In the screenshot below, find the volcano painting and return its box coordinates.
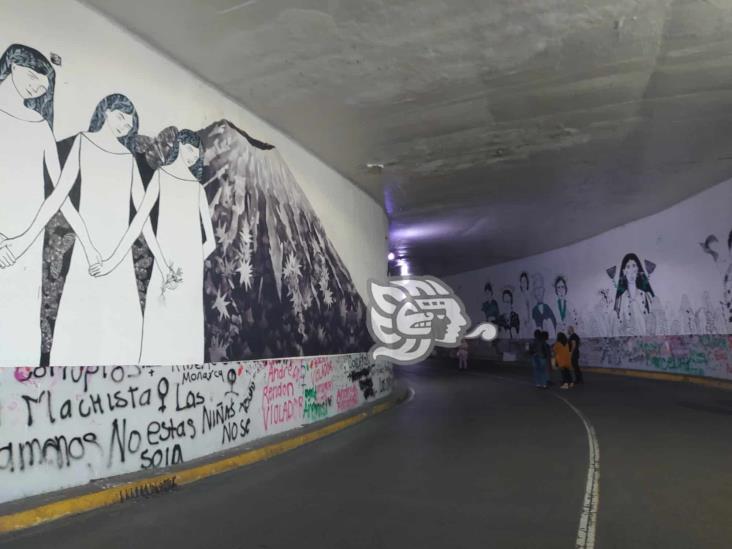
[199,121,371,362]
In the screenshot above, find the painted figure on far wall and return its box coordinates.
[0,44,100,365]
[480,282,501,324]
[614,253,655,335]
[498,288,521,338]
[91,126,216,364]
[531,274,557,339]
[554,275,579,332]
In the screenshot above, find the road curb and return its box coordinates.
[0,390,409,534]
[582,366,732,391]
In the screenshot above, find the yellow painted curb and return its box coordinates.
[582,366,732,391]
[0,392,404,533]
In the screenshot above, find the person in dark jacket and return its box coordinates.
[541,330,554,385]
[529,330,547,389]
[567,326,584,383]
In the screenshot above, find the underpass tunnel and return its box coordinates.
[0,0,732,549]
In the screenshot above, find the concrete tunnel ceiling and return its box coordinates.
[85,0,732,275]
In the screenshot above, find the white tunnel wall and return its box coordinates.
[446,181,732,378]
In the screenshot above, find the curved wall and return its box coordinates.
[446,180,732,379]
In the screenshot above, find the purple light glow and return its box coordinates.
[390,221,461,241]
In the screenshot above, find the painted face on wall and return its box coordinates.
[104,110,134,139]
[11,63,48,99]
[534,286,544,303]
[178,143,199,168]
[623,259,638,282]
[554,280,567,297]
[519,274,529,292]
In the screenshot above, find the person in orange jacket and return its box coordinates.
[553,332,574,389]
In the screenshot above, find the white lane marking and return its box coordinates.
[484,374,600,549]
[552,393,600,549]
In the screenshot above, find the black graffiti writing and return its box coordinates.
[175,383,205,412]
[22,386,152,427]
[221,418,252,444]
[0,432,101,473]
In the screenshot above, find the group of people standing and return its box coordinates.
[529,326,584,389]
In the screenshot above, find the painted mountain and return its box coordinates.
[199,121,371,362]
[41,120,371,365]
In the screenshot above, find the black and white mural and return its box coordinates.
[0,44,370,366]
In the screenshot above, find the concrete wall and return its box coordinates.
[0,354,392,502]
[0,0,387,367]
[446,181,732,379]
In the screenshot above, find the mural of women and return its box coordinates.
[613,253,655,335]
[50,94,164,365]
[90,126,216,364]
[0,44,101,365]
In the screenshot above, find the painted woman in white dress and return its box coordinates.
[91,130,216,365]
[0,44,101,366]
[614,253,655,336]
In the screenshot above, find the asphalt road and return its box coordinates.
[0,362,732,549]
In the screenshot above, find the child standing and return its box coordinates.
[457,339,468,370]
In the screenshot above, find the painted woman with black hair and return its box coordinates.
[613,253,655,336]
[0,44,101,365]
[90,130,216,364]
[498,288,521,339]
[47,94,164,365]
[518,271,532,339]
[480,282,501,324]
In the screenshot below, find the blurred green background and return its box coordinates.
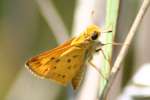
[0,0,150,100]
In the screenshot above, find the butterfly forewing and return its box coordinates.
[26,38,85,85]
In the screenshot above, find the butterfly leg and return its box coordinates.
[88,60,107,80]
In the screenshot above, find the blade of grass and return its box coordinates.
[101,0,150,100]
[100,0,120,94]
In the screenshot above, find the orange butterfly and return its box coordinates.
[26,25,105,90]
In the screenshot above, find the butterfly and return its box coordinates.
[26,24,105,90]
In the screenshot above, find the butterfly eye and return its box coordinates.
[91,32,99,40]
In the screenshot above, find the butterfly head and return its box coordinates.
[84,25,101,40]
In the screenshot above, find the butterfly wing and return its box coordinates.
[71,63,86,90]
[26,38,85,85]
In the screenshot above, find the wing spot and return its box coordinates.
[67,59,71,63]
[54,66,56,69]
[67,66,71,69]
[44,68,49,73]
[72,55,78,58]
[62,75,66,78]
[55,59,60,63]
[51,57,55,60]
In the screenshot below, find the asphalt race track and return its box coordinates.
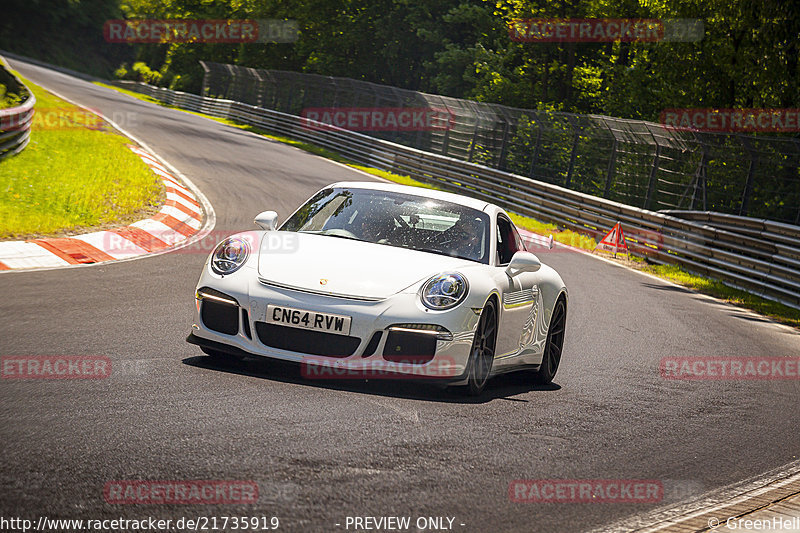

== == ==

▶ [Written instruction] Rewrite all of the records above, changing every "screenshot" to "photo" and leaving everything else as it is. Omit the pictures from your answer.

▶ [Answer for this exercise]
In the photo below, find the volcano painting and return its box coordinates.
[199,121,371,362]
In the photo above, find the painted figure on far wall and return its box coordinates.
[0,44,100,365]
[480,282,501,324]
[614,253,655,335]
[498,288,521,338]
[91,126,216,364]
[531,274,557,339]
[554,275,579,332]
In the photo above, find the road curb and return its box coordinates.
[0,390,409,534]
[582,366,732,391]
In the photo above, find the yellow painted curb and return its box coordinates.
[582,366,732,391]
[0,392,404,533]
In the photo above, find the person in dark jacket and return its box coordinates.
[541,330,554,385]
[529,330,547,389]
[567,326,584,383]
In the photo above, find the underpass tunnel and return its box coordinates.
[0,0,732,549]
In the photo above, find the concrete tunnel ceiling and return its box coordinates.
[85,0,732,275]
In the photo above, find the white tunnel wall and return its box coordinates.
[446,181,732,378]
In the photo above, find the curved wall and return its box coordinates.
[446,180,732,379]
In the photo above, find the purple light glow and return its box coordinates.
[390,221,461,241]
In the photo above, find the painted face on wall and return its box coordinates.
[104,110,134,139]
[11,63,48,99]
[534,286,544,303]
[178,143,199,168]
[623,259,638,282]
[554,280,567,297]
[519,274,529,292]
In the photo above, find the person in orange jacket and return its box coordinates.
[553,332,574,389]
In the photo above, find the white lane marking and return its box coordinates.
[484,374,600,549]
[552,393,600,549]
In the photo above, find the black graffiti writing and return its box coordinates.
[175,383,205,412]
[22,386,152,427]
[221,418,252,444]
[0,432,101,473]
In the photo above, find the group of people standing and return its box coordinates.
[529,326,584,389]
In the photo above, find the painted mountain and return its box coordinates.
[199,121,371,362]
[41,120,371,365]
In the photo above, find the black and white mural and return its box coordinates.
[0,44,370,366]
In the photo above, find the concrete wall and return its box coordinates.
[0,354,392,502]
[0,0,387,367]
[446,181,732,379]
In the photo above, find the mural of women and return its box coordinates.
[613,253,655,335]
[50,94,164,365]
[90,126,216,364]
[0,44,101,365]
In the photo above, find the painted woman in white dress and return its box coordinates.
[91,130,216,365]
[0,44,101,366]
[614,253,655,336]
In the photo above, find the asphalt road and return its box coordinates.
[0,362,732,549]
In the photo above, find the child standing and return its box coordinates.
[457,339,468,370]
In the photo above, find the painted woman with black hair and return its box coordinates.
[613,253,655,336]
[0,44,101,365]
[90,130,216,364]
[498,288,521,339]
[47,94,164,365]
[518,271,532,339]
[480,282,501,324]
In the photo below, find the blurred green background and return its box coordinates.
[0,0,150,100]
In the photo above, find the butterfly forewing and return its box coordinates.
[26,38,85,85]
In the photo above, find the butterfly leg and return its box coordinates.
[88,60,107,80]
In the photo above, find the blade of grass and return its box coordinates.
[101,0,150,100]
[100,0,120,94]
In the photo above, find the orange butterfly and return its box coordinates.
[26,25,105,90]
In the photo above, find the butterfly and return its box coordinates.
[26,24,105,90]
In the photo above, find the butterfly eye and return its box coordinates.
[91,32,99,40]
In the photo above, find the butterfly head and return its box coordinates.
[84,25,101,40]
In the photo above, find the butterfly wing and return its box coordinates.
[71,63,86,90]
[26,38,85,85]
In the photo above, find the wing spot and return its box coordinates.
[67,59,71,63]
[54,66,56,69]
[67,66,71,69]
[44,68,49,73]
[72,55,78,58]
[62,75,66,78]
[55,59,60,63]
[51,57,55,60]
In the photo below, find the asphalt race track and return its box coordinates.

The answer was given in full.